Excerpted data:
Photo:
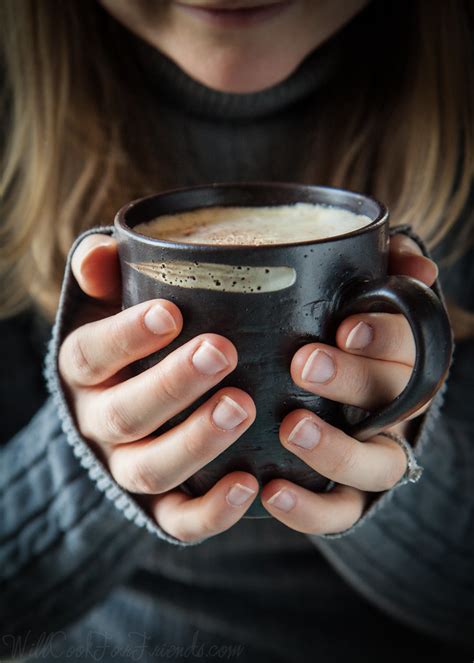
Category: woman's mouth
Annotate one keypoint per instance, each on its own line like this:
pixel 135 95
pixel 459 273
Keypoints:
pixel 238 17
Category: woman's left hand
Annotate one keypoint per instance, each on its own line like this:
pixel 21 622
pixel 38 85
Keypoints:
pixel 371 365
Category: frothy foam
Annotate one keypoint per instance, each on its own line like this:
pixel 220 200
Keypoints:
pixel 278 224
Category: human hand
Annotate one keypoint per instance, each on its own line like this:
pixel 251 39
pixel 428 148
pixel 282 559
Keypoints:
pixel 371 365
pixel 117 411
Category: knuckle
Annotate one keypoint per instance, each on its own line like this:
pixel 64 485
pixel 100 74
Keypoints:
pixel 75 355
pixel 119 339
pixel 358 381
pixel 183 534
pixel 394 469
pixel 343 461
pixel 195 446
pixel 141 479
pixel 168 384
pixel 212 522
pixel 117 425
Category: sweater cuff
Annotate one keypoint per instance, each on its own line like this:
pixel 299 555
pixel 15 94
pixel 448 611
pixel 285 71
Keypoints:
pixel 377 501
pixel 70 297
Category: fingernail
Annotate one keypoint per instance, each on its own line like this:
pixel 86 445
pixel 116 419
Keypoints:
pixel 239 494
pixel 360 336
pixel 305 434
pixel 409 246
pixel 319 367
pixel 228 414
pixel 208 360
pixel 159 321
pixel 284 499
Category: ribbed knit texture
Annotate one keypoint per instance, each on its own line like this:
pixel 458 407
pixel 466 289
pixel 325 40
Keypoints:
pixel 78 554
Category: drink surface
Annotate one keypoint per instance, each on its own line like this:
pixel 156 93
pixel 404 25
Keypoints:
pixel 279 224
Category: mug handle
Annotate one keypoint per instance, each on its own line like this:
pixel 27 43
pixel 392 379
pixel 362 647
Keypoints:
pixel 430 326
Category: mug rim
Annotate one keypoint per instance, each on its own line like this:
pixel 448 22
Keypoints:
pixel 120 221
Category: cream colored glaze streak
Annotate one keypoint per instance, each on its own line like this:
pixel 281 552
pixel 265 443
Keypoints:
pixel 214 276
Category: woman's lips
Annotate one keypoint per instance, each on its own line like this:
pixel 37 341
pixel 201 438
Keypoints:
pixel 236 18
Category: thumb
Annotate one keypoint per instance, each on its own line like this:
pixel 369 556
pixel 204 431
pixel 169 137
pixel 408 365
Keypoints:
pixel 406 258
pixel 96 268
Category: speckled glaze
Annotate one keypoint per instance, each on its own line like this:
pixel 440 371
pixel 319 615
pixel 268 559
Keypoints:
pixel 333 278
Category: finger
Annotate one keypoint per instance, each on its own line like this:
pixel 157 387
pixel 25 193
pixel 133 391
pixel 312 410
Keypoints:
pixel 191 519
pixel 96 267
pixel 375 465
pixel 339 376
pixel 138 406
pixel 98 350
pixel 406 257
pixel 313 513
pixel 383 336
pixel 156 465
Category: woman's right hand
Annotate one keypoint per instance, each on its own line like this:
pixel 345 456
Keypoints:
pixel 117 411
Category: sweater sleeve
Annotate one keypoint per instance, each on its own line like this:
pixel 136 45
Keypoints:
pixel 412 551
pixel 68 532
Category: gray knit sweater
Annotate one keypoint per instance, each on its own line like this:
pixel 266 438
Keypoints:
pixel 86 574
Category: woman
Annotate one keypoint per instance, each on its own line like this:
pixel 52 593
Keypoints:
pixel 106 102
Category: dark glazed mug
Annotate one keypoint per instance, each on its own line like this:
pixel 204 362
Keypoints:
pixel 269 300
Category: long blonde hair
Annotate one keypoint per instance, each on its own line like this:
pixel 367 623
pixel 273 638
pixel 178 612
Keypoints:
pixel 398 121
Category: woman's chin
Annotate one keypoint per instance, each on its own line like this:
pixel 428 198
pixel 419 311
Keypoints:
pixel 239 75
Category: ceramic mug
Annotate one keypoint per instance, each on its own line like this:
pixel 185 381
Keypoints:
pixel 284 296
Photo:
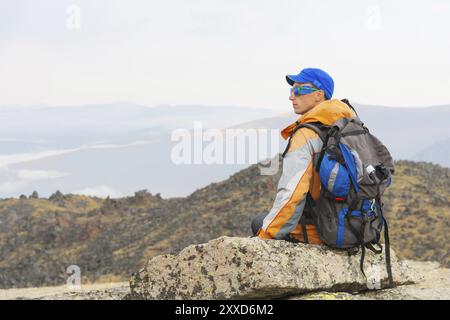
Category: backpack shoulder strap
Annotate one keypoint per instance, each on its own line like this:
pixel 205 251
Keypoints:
pixel 350 106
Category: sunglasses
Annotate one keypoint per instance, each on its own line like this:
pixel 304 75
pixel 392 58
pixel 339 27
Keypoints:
pixel 302 90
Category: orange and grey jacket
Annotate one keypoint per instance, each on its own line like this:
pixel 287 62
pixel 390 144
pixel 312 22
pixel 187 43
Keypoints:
pixel 299 176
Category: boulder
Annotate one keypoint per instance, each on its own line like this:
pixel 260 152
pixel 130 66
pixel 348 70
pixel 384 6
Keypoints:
pixel 252 268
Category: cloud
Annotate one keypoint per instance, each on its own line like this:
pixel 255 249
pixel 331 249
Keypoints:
pixel 13 181
pixel 33 175
pixel 10 159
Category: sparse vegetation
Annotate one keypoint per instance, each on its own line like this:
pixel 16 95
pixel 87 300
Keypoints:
pixel 111 238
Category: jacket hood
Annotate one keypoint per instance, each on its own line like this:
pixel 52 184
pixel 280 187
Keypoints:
pixel 326 112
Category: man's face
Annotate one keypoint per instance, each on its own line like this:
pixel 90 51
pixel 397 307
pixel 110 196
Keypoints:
pixel 305 102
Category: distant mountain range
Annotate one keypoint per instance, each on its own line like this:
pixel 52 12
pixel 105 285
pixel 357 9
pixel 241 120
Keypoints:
pixel 119 148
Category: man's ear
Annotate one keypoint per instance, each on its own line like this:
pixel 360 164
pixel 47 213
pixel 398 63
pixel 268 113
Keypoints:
pixel 320 94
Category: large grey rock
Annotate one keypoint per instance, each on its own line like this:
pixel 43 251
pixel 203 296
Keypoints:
pixel 235 268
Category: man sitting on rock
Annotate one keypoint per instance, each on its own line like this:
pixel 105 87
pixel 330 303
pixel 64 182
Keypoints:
pixel 290 217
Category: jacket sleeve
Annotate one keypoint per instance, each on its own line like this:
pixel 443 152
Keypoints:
pixel 292 187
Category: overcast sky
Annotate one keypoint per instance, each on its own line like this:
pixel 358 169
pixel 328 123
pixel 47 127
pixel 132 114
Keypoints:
pixel 209 52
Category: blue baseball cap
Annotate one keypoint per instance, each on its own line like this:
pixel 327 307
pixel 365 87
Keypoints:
pixel 317 77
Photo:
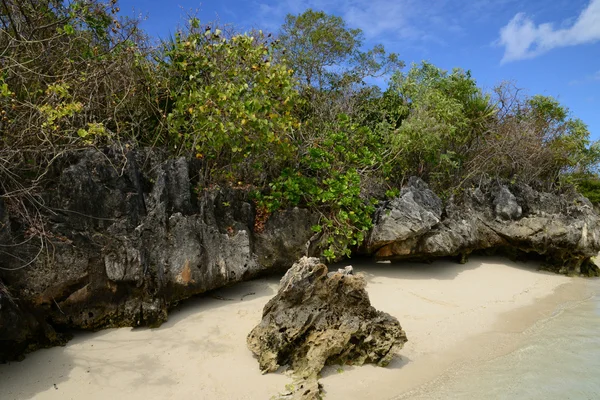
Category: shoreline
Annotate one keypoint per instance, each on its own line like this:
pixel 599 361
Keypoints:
pixel 453 315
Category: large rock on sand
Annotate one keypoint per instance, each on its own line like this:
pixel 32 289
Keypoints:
pixel 317 319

What is asked:
Copy out all the records above with every "per instance" swapped for "for each instance" and nothing else altered. Leave out the pictures.

Exercise solution:
Photo:
Category: woman's mouth
Annotate one keypoint for each instance, each on its own line like this:
pixel 135 95
pixel 459 273
Keypoints:
pixel 238 17
Category: woman's left hand
Annotate one keypoint for each instance, each on its own line like this:
pixel 21 622
pixel 38 85
Keypoints:
pixel 371 365
Category: frothy foam
Annotate one keypoint for each instance, each on its own line like this:
pixel 220 200
Keypoints:
pixel 278 224
Category: human hand
Annotate one keypoint for each instance, each on its own line like this:
pixel 251 39
pixel 428 148
pixel 282 559
Keypoints:
pixel 371 365
pixel 117 411
Category: knuckle
Annotate one keypoint for each instance, each on its own line like this:
pixel 64 485
pixel 100 74
Keypoints:
pixel 75 355
pixel 119 339
pixel 358 381
pixel 183 534
pixel 394 469
pixel 343 461
pixel 195 446
pixel 141 479
pixel 168 384
pixel 212 522
pixel 117 425
Category: sweater cuff
Annotate one keypoint for each instance, each on its own line like this:
pixel 299 555
pixel 15 94
pixel 448 611
pixel 285 71
Keypoints:
pixel 377 501
pixel 70 297
Category: fingernail
Annotate one keypoint for each instance, each on its own line like this:
pixel 86 445
pixel 116 419
Keypoints:
pixel 239 494
pixel 360 336
pixel 305 434
pixel 409 246
pixel 319 367
pixel 228 414
pixel 208 360
pixel 159 321
pixel 284 499
Category: ribbed knit texture
Annotate one keypoint for each instance, each on its own line like this:
pixel 458 407
pixel 466 289
pixel 325 40
Keypoints:
pixel 78 554
Category: drink surface
Annotate one keypoint for each instance, each on its own line like this:
pixel 156 93
pixel 404 25
Keypoints:
pixel 279 224
Category: mug handle
Annotate one keypoint for each instance, each on its own line like this:
pixel 27 43
pixel 392 379
pixel 362 647
Keypoints:
pixel 430 326
Category: mug rim
Annotate one keypoint for each instance, each on its own line like this:
pixel 448 22
Keypoints:
pixel 120 221
Category: cream colored glaze streak
Annotate one keypoint for each instance, each on its own line like this:
pixel 281 552
pixel 265 443
Keypoints:
pixel 214 276
Category: woman's lips
Annotate one keypoint for each instance, each on its own line like this:
pixel 37 341
pixel 201 438
Keypoints:
pixel 236 18
Category: thumb
Annotate one keypoint for each instance, each on its own line like this:
pixel 369 556
pixel 204 431
pixel 169 137
pixel 408 365
Keypoints:
pixel 406 258
pixel 96 268
Category: speckled glaze
Annotate one keypoint for each instance, each on its own line like this:
pixel 440 371
pixel 319 615
pixel 268 559
Keypoints:
pixel 333 278
Category: finger
Annotate one keypoint for each instance, each on its own line like this:
pixel 157 387
pixel 25 193
pixel 133 391
pixel 312 410
Keypoints:
pixel 191 519
pixel 96 267
pixel 375 465
pixel 339 376
pixel 138 406
pixel 98 350
pixel 406 257
pixel 313 513
pixel 383 336
pixel 156 465
Category: woman's right hand
Annotate one keypoint for each instance, each on its own line like this:
pixel 345 456
Keypoints:
pixel 117 411
Category: sweater sleeve
Annotate one keypoint for each instance, each on its own line like this:
pixel 136 45
Keypoints:
pixel 412 551
pixel 68 532
Category: gray knit sweater
Annotate one keypoint for each instance, each on its own line like this:
pixel 266 438
Keypoints:
pixel 86 574
Category: woman
Annotate one keypoint for each instance, each on its own line like this:
pixel 52 593
Keypoints:
pixel 106 102
Category: dark glazed mug
Annotate one keypoint for each instance, each on its own line like this:
pixel 204 362
Keypoints:
pixel 269 300
Category: long blonde hair
Annotate one keypoint for each instance, each on its own line like this:
pixel 367 623
pixel 273 638
pixel 178 612
Keypoints:
pixel 398 121
Category: woman's chin
Annotate one keypoint for each instance, each on its own line like this:
pixel 428 198
pixel 419 311
Keypoints:
pixel 239 75
Category: ceramic mug
Annotate one keypoint for each instance, each on its own line like this:
pixel 185 381
Keypoints:
pixel 284 296
Photo:
Category: backpack shoulder strap
Annotate one keypoint for each instance, each on its own line like this:
pixel 205 251
Keypoints:
pixel 350 106
Category: sunglasses
Annotate one keypoint for each instance, each on its own line like this:
pixel 304 75
pixel 392 58
pixel 339 27
Keypoints:
pixel 302 90
Category: orange and grey jacket
Annotate one keypoint for each instance, each on its own line like this:
pixel 287 62
pixel 390 144
pixel 312 22
pixel 187 43
Keypoints:
pixel 299 176
Category: boulder
Annotate one keypoint for each instance, each on its own line like this:
pixel 260 152
pixel 130 66
pixel 348 70
pixel 384 6
Keypoints:
pixel 252 268
Category: cloud
Annotate one keypoint for each instance, each on its own line like this:
pixel 255 249
pixel 331 249
Keypoints:
pixel 13 181
pixel 33 175
pixel 10 159
Category: sparse vegetation
Annotate one keypoint for each instance, each on its own line like this:
pixel 16 95
pixel 87 300
Keypoints:
pixel 111 238
Category: jacket hood
Annotate one keypoint for each instance, each on its own line like this:
pixel 52 184
pixel 280 187
Keypoints:
pixel 326 112
Category: man's face
Annotate one keypoint for each instance, each on its own line like this:
pixel 90 51
pixel 397 307
pixel 110 196
Keypoints:
pixel 305 102
Category: distant mountain range
Annotate one keypoint for each instance, each on its own line like this:
pixel 52 12
pixel 105 285
pixel 357 9
pixel 241 120
Keypoints:
pixel 119 148
Category: man's ear
Annotate one keypoint for each instance, each on its own line like this:
pixel 360 164
pixel 47 213
pixel 398 63
pixel 268 113
Keypoints:
pixel 320 94
Category: large grey rock
Annotate one keypoint for each instance, each on its own line like this:
pixel 43 251
pixel 203 296
Keypoints:
pixel 235 268
Category: man sitting on rock
Annotate one keypoint for each instance, each on its own line like this:
pixel 105 87
pixel 330 303
pixel 64 182
Keypoints:
pixel 290 217
Category: jacket sleeve
Annotate one keypoint for each instance, each on its own line like this:
pixel 443 152
Keypoints:
pixel 292 187
Category: overcast sky
Annotate one keypoint for each instance, each on its own line like this:
pixel 358 169
pixel 328 123
pixel 47 127
pixel 132 114
Keypoints:
pixel 209 52
Category: blue baseball cap
Annotate one keypoint for each instance, each on its own line like this:
pixel 327 307
pixel 365 87
Keypoints:
pixel 317 77
Photo:
Category: shoreline
Annotate one keypoint for each instance, each on its own line like this:
pixel 599 361
Keypoints:
pixel 453 315
Category: large rock on sand
Annotate one keypoint for each instance, each on its own line like this:
pixel 32 289
Keypoints:
pixel 317 319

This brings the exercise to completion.